■ Set of tasks:
[A] Answer these from the comment on MBA coursework, one line each:
(i) Which of the writer's electives proved very worthwhile?
(ii) What did one class spend so much time on?
(iii) How does the writer describe the rest of the classes?
[B] Extend the comment on MBA coursework past its final sentence.

■ Extract provided:
-------

Kind of underrated honestly for those who don't want to drop 6 figures on an MBA.

 

For the most part no with the exception being some of my electives. My finance electives were very worthwhile and still helpful today when I'm looking at something that is nuanced. I had one class where we spent so much time on 10-k filings that I was able to hit the ground running with finding information and doing what I need to do with it, tax related stuff comes to mind. 
 

The rest of the classes are pure fluff and I think give MBA students a piss poor attitude when they head into the working world because they think those classes are real life and they probably try to apply it in the workplace which would be dumb.

-------

■ Given data:
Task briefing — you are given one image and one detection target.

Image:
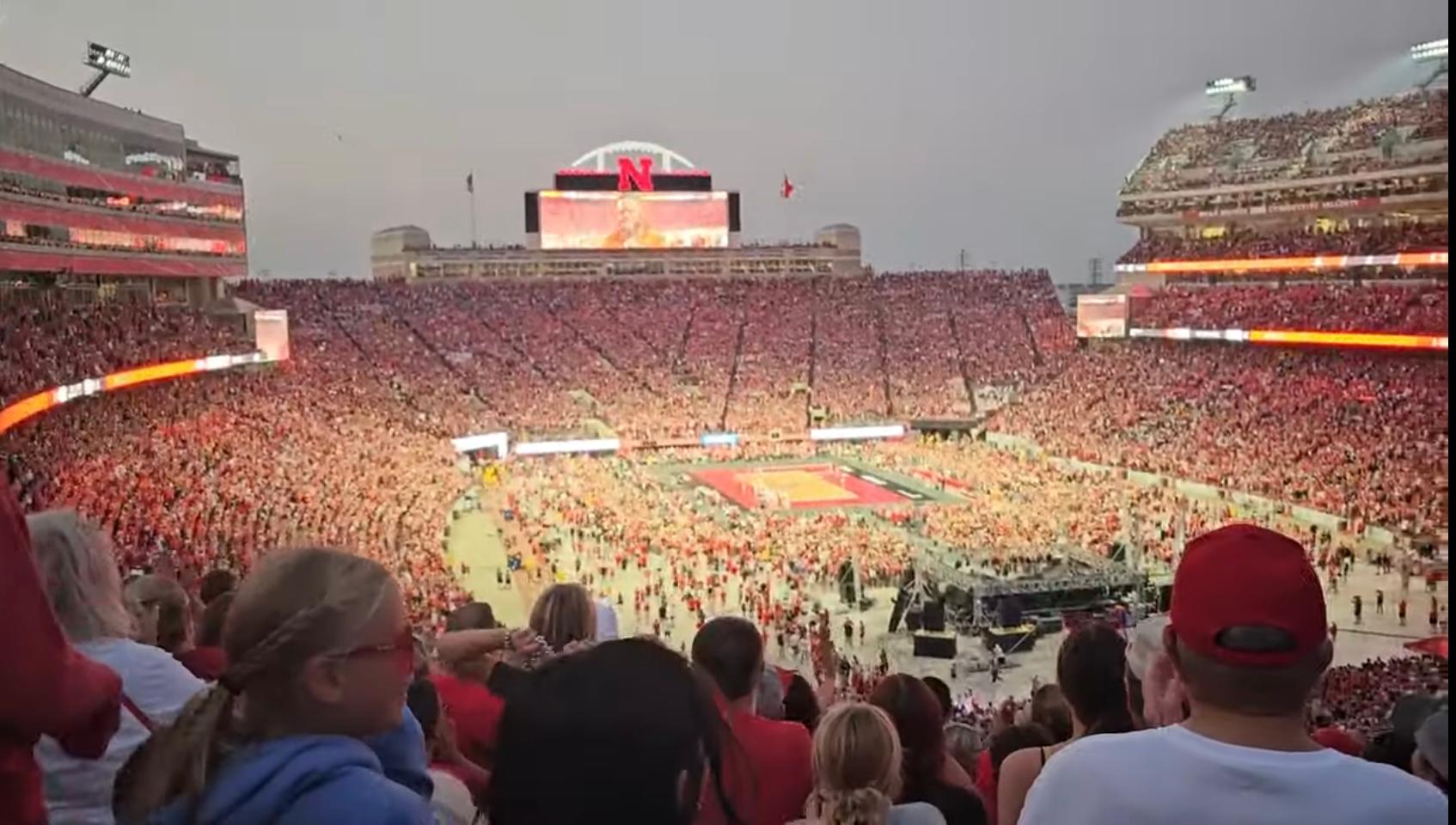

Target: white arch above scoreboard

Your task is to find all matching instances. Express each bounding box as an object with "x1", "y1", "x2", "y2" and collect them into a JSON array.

-------

■ Answers per task:
[A]
(i) The finance electives.
(ii) 10-K filings.
(iii) As pure fluff.

[B]
Most Helpful

What you get out of your college experience from an educational standpoint is very much dependent on the professor, be it MBA or undergrad. If the majority of your professors are academics who have spent most of their career in academia with little to no real world experience then you're generally not going to learn very much. Academics only know what they have read and then teach based on that instead of based on real world experience. I had a pretty decent MBA experience and learned quite a bit but that was because I would vet my professors before signing up for classes to see if they had any real world experience. Adjunct professors were always the best because they were either retired with decades of real world experience or were teaching on the side and were able to bring real world examples into the classroom from their day job. For example, I had a portfolio management class that was taught by a hedge fund manager, it was awesome.